#### [PROBLEM REQUIREMENTS]
Every entry below must be transcribed word for word, and the images must be left out.

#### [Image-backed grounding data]
Content starts
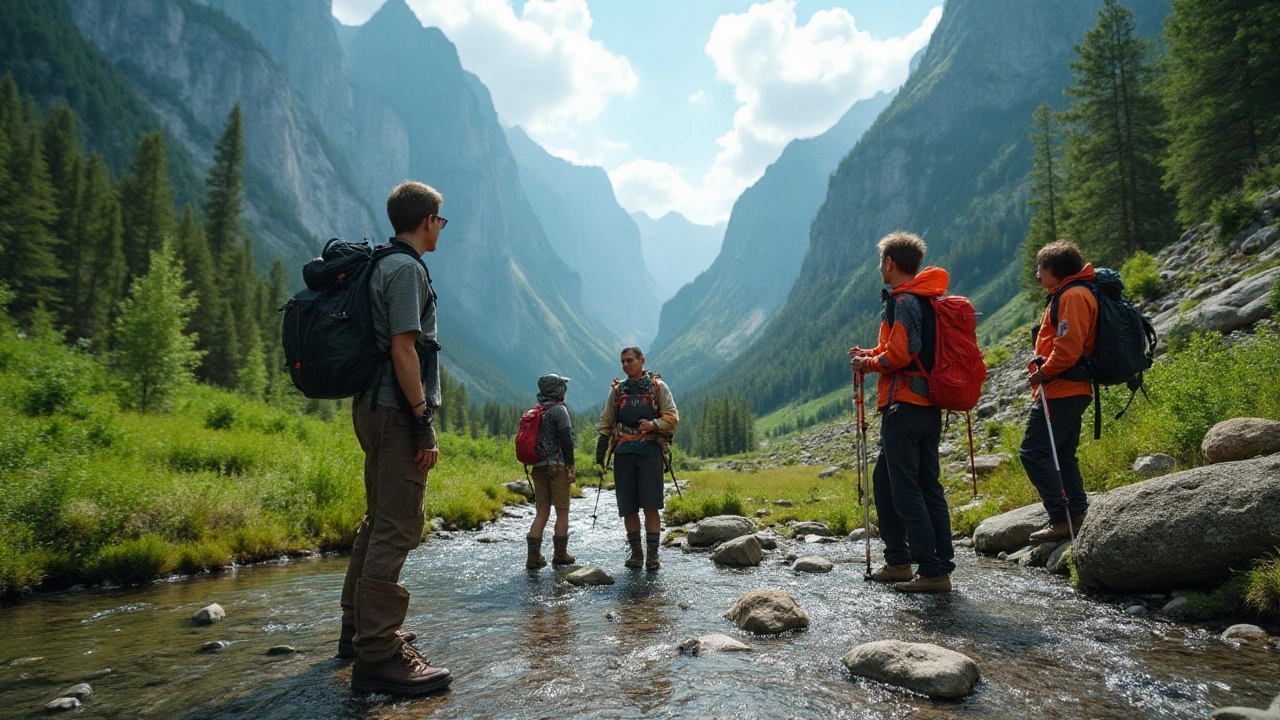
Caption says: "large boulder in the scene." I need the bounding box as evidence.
[841,640,981,699]
[503,480,535,501]
[687,515,756,546]
[1211,692,1280,720]
[725,589,809,635]
[711,535,764,567]
[792,521,833,537]
[973,503,1049,554]
[1153,266,1280,336]
[1074,453,1280,592]
[1202,418,1280,464]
Content ends
#### [COMPLETED EXERCISE]
Caption says: "large boulder in the scene." I need the bounding box as evidence.
[841,640,981,699]
[503,480,535,501]
[687,515,756,546]
[1211,692,1280,720]
[725,589,809,635]
[711,535,764,567]
[792,521,833,537]
[973,503,1049,554]
[1153,266,1280,336]
[1074,453,1280,592]
[1202,418,1280,464]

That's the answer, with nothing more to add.